What the task asks - Copy each line of the records below that has "green" in it.

Start of Source data

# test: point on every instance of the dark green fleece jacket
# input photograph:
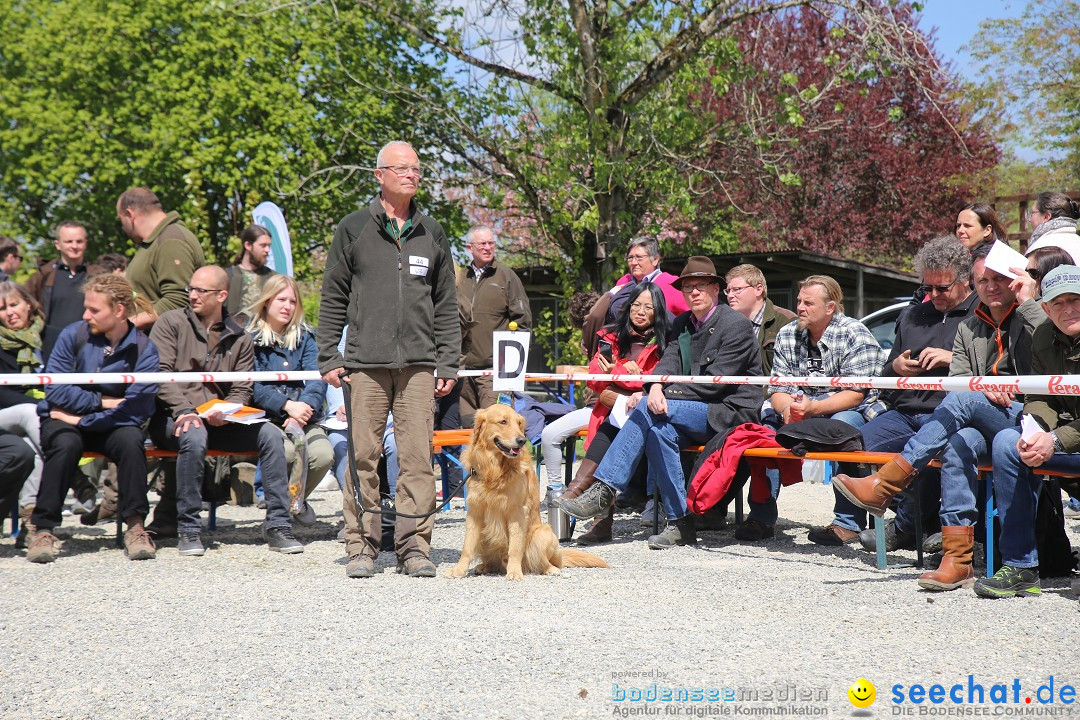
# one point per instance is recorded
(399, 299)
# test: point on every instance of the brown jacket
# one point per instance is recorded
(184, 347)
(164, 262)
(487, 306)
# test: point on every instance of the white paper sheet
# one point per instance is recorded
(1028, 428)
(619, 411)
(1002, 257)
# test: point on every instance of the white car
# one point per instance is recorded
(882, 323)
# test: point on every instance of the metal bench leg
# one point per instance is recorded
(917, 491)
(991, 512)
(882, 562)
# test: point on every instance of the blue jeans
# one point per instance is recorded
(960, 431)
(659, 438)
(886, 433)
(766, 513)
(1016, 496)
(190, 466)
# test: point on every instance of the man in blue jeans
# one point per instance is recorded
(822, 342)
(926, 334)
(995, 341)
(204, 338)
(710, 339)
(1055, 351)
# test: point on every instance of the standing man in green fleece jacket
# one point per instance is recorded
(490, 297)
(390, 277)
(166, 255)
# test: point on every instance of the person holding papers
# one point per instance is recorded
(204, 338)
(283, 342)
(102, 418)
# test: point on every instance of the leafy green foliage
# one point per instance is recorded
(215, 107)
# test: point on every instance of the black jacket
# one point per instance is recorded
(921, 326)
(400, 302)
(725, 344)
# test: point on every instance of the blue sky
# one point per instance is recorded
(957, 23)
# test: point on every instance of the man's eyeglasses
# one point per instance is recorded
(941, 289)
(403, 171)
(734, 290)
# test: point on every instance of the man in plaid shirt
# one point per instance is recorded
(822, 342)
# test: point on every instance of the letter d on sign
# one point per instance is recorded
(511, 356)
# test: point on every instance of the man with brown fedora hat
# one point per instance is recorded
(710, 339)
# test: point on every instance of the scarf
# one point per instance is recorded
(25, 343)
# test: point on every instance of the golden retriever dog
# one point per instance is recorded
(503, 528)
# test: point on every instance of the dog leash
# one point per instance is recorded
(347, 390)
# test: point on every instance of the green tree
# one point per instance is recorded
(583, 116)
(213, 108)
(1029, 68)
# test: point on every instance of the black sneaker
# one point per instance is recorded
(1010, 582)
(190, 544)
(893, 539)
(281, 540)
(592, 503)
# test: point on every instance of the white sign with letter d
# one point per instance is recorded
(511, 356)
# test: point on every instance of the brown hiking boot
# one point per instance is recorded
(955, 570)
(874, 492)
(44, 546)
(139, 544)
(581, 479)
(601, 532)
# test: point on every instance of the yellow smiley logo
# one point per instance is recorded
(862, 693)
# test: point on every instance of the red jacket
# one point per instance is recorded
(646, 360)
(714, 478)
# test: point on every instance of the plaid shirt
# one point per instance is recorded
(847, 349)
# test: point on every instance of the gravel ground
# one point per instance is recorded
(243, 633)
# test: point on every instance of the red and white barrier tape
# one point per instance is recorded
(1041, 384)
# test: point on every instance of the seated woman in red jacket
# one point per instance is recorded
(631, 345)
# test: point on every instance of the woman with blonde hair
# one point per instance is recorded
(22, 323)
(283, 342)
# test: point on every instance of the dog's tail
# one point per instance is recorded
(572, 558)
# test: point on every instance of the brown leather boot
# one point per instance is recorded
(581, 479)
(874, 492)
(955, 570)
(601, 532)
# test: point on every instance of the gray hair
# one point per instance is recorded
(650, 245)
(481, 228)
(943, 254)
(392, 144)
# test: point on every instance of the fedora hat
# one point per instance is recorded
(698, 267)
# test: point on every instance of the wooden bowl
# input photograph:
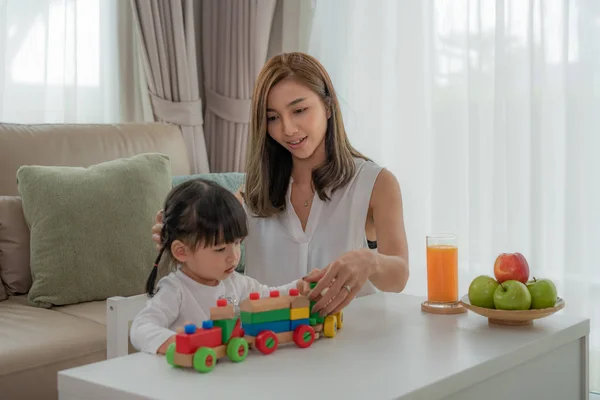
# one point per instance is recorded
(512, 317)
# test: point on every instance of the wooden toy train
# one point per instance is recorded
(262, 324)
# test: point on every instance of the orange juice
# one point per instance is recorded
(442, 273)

End of Source data

Solution to the exercise -
# test: point on every instance of the dark green fleece jacket
# test: point on every instance of the standing man in green fleece jacket
# test: point on every instance of the leafy green foliage
# test: point on every instance of the green tree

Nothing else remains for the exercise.